• [WORK TO BE COMPLETED]:
Return the passage of the blog post on price-tag switching between "There are always" and "and the price.", inclusive, copied word for word.

Thursday, November 30, 2006

If the shoe fits ...

There are always customers who will try the old "switch the tags" gambit. And it is becoming less and less doable, because so many items have barcodes right on the packaging, or inside the plastic or otherwise tamper-proof. And no, those little yellow and black things are NOT the barcodes. Those are the shipping labels. And if you start sticking those on things they're not meant to be on, we'll KNOW you're a crook. The key to this is to do something believable.

Two women made a good try Saturday night, but they let greed get the best of them.

All the summer beach shoes are on final clearance now. All the faux Crocs, flip-flops and sandals are marked down to $1 and $2 and are in big cardboard boxes back by layaway. (or what used to be layaway) All along the front of the boxes are the pale blue and bright yellow clearance tags with the brand name of the shoe in the box and the price.

• [RECORDS SUPPLIED]:
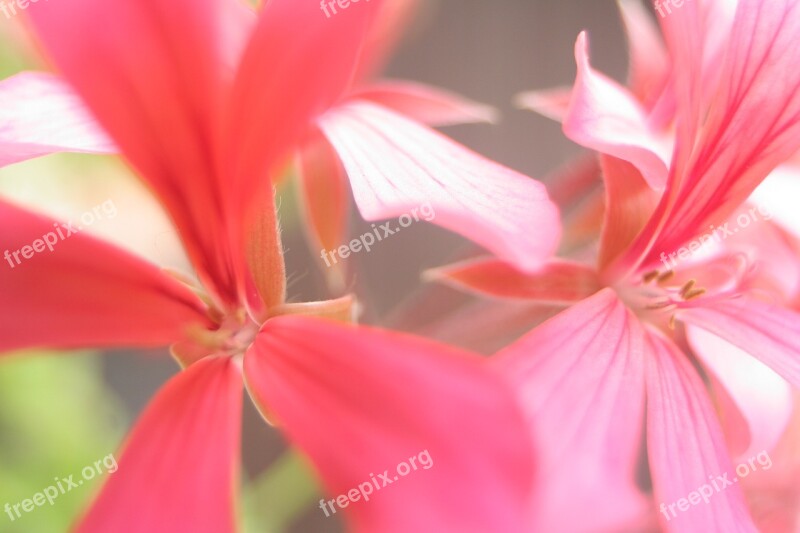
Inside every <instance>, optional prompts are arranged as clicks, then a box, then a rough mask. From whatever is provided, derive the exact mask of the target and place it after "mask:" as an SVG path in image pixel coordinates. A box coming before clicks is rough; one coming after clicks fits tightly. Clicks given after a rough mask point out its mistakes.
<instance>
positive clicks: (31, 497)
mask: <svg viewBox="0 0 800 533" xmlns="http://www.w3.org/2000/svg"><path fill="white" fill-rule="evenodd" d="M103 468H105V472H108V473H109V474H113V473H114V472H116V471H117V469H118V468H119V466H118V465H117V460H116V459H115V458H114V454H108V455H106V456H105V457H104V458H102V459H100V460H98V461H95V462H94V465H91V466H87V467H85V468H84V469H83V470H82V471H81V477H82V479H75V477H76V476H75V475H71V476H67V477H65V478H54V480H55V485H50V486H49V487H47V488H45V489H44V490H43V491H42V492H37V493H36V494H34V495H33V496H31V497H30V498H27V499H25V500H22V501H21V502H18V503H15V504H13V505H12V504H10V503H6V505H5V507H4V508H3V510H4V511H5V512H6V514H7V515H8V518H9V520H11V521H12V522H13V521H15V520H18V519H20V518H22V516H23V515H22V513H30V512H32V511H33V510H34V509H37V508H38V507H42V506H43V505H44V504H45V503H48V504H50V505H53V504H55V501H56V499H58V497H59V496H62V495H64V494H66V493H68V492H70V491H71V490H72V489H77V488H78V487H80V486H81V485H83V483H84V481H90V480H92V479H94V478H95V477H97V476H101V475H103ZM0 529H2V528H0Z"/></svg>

--

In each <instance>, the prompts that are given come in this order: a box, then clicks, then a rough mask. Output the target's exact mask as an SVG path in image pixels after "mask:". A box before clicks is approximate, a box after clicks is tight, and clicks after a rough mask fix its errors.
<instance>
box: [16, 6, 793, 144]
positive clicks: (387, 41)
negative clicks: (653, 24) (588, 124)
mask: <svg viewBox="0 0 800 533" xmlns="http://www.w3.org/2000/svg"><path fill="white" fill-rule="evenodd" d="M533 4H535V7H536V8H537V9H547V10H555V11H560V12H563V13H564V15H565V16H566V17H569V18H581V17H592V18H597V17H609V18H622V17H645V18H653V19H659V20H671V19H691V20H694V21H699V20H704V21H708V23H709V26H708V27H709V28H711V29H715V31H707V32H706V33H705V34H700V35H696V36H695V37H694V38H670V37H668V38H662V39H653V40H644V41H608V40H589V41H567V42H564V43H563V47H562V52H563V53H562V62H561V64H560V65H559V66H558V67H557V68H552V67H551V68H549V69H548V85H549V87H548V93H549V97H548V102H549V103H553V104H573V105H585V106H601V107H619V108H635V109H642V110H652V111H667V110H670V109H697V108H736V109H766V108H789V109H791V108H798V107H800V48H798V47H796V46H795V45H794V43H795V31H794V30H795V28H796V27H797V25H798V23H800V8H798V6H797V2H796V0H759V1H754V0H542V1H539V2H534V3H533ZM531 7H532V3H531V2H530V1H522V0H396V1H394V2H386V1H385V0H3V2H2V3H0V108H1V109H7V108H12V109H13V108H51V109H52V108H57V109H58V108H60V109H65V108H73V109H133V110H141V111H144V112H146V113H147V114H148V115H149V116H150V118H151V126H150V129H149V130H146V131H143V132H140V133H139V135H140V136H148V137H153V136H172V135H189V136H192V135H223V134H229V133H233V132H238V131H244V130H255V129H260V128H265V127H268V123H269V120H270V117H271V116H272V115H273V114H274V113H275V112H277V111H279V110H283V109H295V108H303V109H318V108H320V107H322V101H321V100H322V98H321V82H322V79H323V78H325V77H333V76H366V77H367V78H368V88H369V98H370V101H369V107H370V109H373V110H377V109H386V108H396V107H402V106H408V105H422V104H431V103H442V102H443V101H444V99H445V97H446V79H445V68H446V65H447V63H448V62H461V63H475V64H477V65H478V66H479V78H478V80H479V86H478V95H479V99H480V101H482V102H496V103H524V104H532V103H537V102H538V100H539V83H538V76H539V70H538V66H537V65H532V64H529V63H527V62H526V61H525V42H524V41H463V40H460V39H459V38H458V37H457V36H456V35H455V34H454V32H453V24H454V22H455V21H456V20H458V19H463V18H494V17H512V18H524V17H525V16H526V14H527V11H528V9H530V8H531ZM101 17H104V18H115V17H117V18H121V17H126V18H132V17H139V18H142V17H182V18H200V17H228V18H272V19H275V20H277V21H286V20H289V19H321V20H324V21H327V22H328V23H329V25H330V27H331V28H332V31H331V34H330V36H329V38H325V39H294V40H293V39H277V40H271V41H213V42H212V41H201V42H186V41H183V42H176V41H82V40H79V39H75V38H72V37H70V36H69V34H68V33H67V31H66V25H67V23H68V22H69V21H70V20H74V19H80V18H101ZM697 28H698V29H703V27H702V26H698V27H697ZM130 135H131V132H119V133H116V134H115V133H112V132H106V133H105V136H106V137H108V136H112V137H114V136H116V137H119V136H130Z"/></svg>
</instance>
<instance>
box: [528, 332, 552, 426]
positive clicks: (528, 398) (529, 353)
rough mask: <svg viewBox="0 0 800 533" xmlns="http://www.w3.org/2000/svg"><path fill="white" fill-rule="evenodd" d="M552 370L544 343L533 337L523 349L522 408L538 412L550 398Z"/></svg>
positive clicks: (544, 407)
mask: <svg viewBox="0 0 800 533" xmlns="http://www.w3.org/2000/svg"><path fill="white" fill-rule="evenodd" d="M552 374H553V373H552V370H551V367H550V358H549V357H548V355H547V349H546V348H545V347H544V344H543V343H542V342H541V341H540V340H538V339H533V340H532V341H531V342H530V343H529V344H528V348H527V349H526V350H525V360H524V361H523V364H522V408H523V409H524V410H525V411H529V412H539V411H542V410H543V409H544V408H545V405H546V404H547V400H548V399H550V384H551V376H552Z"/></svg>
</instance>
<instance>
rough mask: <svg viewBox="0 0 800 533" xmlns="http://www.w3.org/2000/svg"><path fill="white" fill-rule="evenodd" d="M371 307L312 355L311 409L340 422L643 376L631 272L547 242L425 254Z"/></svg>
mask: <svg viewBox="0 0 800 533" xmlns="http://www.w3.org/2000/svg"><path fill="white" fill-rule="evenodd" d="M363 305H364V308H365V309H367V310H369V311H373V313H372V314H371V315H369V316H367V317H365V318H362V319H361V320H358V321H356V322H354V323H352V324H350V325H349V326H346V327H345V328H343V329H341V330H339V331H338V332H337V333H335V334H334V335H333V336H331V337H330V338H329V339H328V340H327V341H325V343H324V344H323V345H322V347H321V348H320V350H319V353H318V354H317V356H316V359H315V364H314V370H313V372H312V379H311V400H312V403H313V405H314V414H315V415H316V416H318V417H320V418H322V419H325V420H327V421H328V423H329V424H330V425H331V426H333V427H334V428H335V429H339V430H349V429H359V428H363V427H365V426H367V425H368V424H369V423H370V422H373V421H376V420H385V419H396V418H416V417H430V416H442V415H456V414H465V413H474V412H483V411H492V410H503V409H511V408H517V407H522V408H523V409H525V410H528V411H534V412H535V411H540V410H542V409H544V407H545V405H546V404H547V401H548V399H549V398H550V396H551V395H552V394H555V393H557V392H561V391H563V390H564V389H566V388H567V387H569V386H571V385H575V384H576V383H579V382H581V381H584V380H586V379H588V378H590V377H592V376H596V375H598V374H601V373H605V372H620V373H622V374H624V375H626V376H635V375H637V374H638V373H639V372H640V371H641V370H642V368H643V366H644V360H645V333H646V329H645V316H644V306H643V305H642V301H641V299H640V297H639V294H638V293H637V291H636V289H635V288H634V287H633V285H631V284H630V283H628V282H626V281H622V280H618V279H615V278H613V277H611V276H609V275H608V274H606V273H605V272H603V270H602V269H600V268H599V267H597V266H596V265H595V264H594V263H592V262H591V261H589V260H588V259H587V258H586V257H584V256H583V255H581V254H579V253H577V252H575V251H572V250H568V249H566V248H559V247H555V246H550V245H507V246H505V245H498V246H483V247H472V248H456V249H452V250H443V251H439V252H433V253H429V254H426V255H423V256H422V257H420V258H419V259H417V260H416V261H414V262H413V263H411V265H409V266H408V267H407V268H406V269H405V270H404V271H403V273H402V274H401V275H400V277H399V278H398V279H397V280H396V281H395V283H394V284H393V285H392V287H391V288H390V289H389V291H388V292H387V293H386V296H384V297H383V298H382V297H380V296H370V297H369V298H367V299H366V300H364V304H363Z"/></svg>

* * *

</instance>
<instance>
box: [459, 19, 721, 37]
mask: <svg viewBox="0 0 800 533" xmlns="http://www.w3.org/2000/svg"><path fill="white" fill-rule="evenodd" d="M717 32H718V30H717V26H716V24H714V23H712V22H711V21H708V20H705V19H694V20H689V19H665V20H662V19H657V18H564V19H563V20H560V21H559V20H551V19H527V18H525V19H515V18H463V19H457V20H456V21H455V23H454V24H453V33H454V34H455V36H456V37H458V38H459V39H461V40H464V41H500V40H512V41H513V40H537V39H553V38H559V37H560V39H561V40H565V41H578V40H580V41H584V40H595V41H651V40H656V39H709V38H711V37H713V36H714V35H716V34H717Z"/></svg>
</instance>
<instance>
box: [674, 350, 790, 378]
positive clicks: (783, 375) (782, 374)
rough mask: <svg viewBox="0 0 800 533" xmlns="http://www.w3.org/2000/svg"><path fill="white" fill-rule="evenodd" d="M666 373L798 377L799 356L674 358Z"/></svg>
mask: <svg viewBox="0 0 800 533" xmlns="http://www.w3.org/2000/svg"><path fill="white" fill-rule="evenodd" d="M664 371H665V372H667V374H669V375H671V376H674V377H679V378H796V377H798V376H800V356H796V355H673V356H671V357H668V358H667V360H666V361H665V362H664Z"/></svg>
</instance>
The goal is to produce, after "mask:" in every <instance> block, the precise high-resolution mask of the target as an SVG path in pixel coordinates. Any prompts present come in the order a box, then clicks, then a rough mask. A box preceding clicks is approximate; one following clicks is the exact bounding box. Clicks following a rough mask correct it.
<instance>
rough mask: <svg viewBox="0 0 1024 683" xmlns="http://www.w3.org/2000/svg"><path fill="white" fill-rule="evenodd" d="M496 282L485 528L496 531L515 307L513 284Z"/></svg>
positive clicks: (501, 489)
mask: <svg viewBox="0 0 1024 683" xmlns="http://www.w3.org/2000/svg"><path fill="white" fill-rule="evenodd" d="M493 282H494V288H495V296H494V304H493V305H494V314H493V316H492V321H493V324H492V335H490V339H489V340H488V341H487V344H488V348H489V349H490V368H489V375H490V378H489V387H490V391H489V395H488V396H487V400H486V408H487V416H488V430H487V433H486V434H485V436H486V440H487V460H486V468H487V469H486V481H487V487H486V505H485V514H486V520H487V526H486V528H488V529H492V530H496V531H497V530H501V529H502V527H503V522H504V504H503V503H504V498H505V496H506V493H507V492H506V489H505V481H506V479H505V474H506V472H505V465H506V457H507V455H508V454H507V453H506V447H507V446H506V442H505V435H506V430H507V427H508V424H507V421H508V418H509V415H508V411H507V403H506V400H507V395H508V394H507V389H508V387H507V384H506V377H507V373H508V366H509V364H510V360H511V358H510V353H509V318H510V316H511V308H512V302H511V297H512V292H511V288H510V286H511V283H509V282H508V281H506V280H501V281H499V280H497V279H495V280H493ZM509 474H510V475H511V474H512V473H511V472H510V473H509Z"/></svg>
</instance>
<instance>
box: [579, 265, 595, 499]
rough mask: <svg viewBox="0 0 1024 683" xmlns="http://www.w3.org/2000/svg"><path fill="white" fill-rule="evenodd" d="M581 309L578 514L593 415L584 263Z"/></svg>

• [ANSWER TO THIS EXERCISE]:
There are always customers who will try the old "switch the tags" gambit. And it is becoming less and less doable, because so many items have barcodes right on the packaging, or inside the plastic or otherwise tamper-proof. And no, those little yellow and black things are NOT the barcodes. Those are the shipping labels. And if you start sticking those on things they're not meant to be on, we'll KNOW you're a crook. The key to this is to do something believable.

Two women made a good try Saturday night, but they let greed get the best of them.

All the summer beach shoes are on final clearance now. All the faux Crocs, flip-flops and sandals are marked down to $1 and $2 and are in big cardboard boxes back by layaway. (or what used to be layaway) All along the front of the boxes are the pale blue and bright yellow clearance tags with the brand name of the shoe in the box and the price.